== Segment start ==

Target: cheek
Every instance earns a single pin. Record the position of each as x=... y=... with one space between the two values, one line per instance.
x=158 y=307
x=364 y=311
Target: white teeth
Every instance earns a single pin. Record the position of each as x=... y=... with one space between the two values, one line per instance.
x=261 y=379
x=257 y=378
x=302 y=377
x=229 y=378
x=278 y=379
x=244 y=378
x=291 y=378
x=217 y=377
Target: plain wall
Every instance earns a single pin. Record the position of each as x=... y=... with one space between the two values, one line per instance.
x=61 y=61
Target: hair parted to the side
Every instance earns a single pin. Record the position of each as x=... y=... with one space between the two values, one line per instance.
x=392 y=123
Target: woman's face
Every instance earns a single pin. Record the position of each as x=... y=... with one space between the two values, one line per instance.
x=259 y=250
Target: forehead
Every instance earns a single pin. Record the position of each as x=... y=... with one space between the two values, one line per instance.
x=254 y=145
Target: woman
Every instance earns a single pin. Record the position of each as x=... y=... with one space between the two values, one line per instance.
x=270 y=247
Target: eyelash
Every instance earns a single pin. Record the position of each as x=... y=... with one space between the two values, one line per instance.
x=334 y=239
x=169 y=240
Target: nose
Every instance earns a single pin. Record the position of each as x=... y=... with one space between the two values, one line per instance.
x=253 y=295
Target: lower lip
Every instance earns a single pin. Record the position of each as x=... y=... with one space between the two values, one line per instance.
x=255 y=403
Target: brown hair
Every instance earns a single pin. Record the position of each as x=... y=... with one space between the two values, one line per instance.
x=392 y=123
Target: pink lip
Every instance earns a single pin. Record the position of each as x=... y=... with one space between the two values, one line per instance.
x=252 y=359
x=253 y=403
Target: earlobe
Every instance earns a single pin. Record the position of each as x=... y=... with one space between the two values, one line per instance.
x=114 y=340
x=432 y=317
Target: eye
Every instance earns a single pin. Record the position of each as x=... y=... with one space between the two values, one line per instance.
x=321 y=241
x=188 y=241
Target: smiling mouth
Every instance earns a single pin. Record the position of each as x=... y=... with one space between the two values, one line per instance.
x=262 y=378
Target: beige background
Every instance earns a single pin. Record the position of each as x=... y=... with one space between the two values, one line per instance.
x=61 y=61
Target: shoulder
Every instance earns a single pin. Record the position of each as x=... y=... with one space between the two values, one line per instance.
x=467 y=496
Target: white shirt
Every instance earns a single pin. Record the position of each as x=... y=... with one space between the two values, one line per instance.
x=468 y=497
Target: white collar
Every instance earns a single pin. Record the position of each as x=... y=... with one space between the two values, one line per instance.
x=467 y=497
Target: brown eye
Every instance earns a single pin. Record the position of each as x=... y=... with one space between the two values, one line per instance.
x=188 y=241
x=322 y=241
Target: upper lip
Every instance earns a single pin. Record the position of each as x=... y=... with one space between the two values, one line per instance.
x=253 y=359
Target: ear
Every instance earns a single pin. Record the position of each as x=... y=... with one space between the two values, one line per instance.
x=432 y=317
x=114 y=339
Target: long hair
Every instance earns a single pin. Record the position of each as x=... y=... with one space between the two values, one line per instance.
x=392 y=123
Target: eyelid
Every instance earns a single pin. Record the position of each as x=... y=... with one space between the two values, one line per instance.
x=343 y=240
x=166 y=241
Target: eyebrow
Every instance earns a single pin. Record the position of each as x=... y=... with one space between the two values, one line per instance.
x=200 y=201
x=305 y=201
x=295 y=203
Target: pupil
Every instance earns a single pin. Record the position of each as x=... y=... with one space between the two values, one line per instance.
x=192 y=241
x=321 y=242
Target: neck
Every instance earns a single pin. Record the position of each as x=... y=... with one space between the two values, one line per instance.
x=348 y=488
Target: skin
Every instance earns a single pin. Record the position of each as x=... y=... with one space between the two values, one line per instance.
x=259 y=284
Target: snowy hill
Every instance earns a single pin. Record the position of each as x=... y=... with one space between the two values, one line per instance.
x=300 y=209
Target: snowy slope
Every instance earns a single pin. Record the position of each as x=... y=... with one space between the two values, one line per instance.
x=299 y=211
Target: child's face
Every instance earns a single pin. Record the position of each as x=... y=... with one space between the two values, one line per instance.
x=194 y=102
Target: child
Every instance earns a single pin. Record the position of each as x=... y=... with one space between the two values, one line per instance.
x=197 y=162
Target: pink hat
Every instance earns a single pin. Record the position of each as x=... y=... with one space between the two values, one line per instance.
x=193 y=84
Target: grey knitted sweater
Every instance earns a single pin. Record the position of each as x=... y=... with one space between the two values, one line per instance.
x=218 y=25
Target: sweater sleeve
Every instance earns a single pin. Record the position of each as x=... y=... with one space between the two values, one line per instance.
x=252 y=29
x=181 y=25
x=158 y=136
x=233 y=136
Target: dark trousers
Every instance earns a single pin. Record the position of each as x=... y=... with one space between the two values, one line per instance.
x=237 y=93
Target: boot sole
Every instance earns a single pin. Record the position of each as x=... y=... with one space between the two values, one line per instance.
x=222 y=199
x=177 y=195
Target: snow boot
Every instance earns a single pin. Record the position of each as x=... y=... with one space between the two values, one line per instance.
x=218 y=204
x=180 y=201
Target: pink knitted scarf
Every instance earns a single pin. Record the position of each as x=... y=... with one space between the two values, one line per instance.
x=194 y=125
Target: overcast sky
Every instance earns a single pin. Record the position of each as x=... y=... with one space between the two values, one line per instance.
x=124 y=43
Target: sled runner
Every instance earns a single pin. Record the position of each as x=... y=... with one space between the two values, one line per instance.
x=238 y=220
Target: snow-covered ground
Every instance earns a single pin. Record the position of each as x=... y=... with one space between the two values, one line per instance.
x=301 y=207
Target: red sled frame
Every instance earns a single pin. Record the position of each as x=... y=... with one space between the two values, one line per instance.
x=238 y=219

== Segment end ==

_TASK DETAILS_
In the listing above, find the line containing "Target: snowy slope" and the line containing "Target: boot sole", then quote both, plus every line between them, exactly as written.

_ANSWER FOR THIS EXERCISE_
Target: snowy slope
Every instance earns a single pin. Record the position of each as x=... y=... with one space between the two values, one line per instance.
x=299 y=211
Target: child's face
Every instance earns a single pin. Record the position of each as x=... y=... with one space between the two values, one line per instance.
x=194 y=102
Target: child
Every instance earns a single pin. Record the position of each as x=... y=... with one space between the two values, one line per instance.
x=197 y=162
Target: pink hat
Every instance earns a single pin. Record the position of each as x=... y=... with one space between the two values, one line per instance.
x=193 y=84
Target: grey knitted sweater
Every instance earns a single pin. Record the position of each as x=... y=... with one space between the two values, one line per instance.
x=218 y=25
Target: sweater sleeve
Every instance earns a single pin. Record the position of each as x=... y=... with one space between the two values, one line per instance.
x=252 y=29
x=181 y=25
x=158 y=136
x=233 y=136
Target: dark trousers
Every instance earns a single pin. Record the position of each as x=... y=... with one space between the two values, one line per instance.
x=237 y=93
Target: boot sole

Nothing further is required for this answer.